#### Goal:
Count the lines in the records below that contain the word "shower", and give only that number.

#### Excerpted data:

-*-*-

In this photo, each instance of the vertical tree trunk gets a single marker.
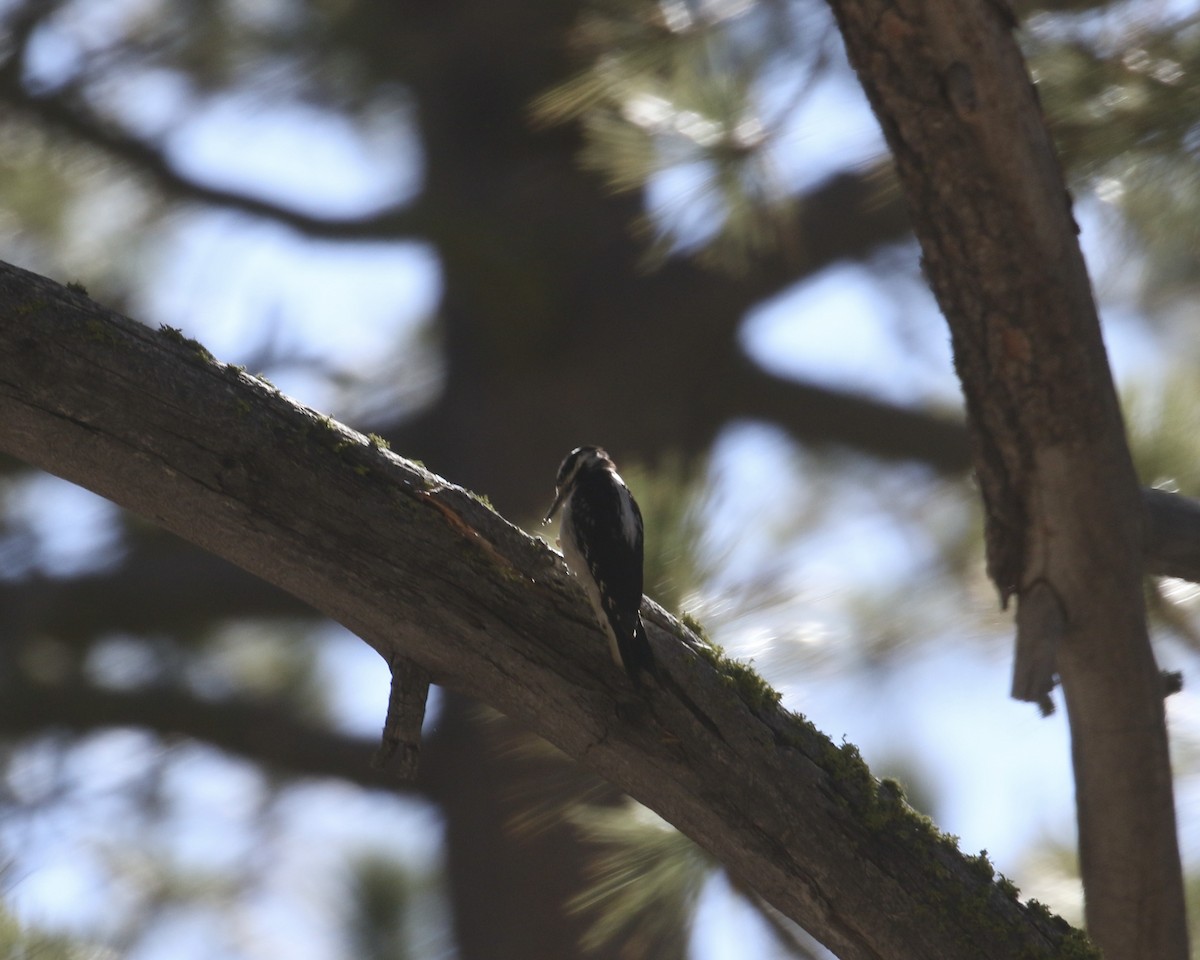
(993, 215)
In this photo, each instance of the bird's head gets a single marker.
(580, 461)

-*-*-

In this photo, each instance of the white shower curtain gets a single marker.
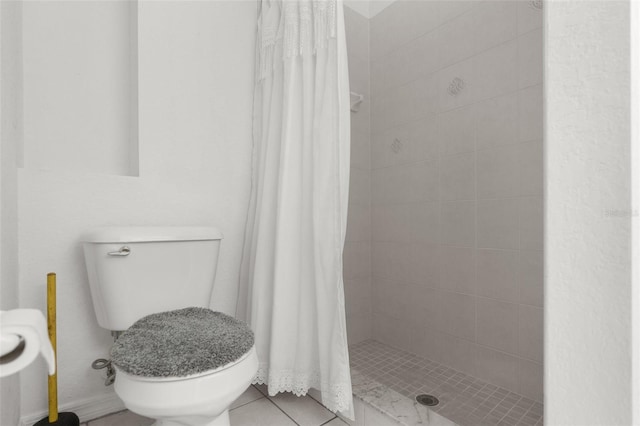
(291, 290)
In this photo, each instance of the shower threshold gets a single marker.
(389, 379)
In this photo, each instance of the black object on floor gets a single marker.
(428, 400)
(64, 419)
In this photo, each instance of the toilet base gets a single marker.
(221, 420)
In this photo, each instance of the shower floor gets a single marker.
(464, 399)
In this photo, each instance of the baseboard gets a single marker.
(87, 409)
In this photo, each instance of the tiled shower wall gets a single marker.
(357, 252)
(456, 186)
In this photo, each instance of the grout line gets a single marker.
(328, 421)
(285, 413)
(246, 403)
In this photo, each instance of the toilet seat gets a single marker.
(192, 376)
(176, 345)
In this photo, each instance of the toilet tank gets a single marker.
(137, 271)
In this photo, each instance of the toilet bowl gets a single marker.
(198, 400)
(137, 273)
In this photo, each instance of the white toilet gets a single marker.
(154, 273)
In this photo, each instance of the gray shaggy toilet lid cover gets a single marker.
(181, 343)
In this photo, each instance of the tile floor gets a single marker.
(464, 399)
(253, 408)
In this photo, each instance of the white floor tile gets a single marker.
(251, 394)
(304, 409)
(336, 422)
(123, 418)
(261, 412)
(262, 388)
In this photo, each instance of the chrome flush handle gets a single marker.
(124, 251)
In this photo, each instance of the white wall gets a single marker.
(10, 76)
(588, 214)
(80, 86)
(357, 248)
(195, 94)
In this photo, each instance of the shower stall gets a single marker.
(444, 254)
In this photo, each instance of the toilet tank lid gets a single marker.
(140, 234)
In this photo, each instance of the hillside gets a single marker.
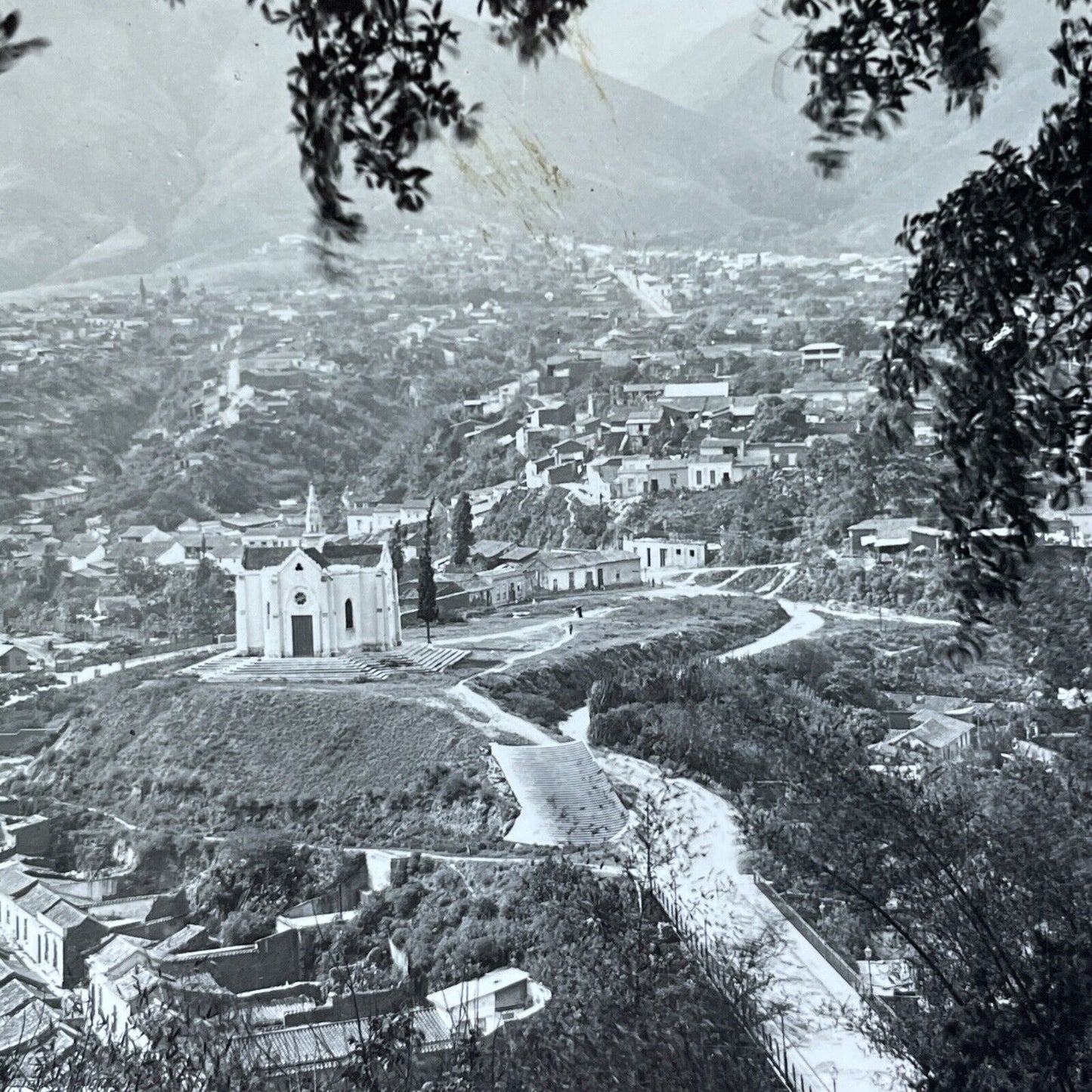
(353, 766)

-*-*-

#### Output for this exercise:
5